[What the exercise asks] Reproduce verbatim only the lines below running from the line containing "outline riverbank vegetation, every instance" through the final line, both ends included.

## begin Data for this exercise

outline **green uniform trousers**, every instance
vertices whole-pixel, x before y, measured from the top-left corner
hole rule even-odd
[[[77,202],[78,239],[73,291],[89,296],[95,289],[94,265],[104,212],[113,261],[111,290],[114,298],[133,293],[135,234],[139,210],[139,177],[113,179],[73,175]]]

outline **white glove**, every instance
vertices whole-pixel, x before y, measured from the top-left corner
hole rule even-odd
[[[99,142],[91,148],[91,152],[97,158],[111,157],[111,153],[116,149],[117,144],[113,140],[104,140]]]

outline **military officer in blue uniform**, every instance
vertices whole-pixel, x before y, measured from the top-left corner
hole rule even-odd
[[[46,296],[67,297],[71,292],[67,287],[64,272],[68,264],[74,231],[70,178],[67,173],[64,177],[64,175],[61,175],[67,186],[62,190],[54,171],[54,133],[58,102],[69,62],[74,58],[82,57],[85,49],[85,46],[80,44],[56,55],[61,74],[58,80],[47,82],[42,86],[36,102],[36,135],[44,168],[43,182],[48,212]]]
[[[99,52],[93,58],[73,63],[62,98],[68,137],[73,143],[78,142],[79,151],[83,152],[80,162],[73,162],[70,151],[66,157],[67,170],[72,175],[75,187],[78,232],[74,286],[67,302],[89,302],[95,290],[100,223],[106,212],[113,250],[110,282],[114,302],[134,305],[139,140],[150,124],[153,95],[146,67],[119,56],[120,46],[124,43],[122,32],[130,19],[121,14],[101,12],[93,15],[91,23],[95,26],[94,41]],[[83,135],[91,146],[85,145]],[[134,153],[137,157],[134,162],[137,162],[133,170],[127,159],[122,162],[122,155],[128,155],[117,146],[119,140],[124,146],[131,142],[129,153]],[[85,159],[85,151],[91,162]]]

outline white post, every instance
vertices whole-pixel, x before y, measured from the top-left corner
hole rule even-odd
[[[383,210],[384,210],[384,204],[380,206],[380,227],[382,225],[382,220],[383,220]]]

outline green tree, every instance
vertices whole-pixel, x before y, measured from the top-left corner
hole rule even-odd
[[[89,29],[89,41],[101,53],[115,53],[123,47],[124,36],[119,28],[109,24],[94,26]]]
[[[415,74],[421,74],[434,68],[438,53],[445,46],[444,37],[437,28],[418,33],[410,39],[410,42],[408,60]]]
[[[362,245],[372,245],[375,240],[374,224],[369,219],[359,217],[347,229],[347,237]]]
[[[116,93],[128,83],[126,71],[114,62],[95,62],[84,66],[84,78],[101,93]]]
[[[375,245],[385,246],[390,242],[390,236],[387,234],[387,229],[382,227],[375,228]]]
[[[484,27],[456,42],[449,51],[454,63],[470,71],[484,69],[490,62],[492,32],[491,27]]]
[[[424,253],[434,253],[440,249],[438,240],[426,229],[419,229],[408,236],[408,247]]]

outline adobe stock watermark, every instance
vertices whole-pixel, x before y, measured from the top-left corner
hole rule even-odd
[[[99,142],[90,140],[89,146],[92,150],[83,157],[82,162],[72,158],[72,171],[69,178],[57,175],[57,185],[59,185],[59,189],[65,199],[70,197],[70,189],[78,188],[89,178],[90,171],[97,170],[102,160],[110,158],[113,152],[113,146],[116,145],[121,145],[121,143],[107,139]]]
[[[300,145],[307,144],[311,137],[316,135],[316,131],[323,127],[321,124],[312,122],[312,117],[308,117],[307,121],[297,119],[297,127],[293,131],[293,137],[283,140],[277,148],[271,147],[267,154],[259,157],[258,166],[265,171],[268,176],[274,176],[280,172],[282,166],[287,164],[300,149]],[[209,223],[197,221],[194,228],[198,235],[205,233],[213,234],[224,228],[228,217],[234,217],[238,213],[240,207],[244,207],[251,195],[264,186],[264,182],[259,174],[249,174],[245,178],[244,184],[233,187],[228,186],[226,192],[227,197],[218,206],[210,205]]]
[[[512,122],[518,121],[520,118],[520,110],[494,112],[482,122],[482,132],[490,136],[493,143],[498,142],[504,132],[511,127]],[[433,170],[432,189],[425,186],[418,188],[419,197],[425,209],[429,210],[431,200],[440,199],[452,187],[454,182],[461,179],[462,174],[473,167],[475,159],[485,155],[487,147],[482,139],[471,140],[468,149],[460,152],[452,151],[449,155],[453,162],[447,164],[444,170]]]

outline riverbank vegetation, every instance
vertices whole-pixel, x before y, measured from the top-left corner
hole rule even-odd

## end Data for this exercise

[Response for this exercise]
outline riverbank vegetation, every instance
vertices whole-pixel, x before y, measured from the top-left corner
hole rule even-odd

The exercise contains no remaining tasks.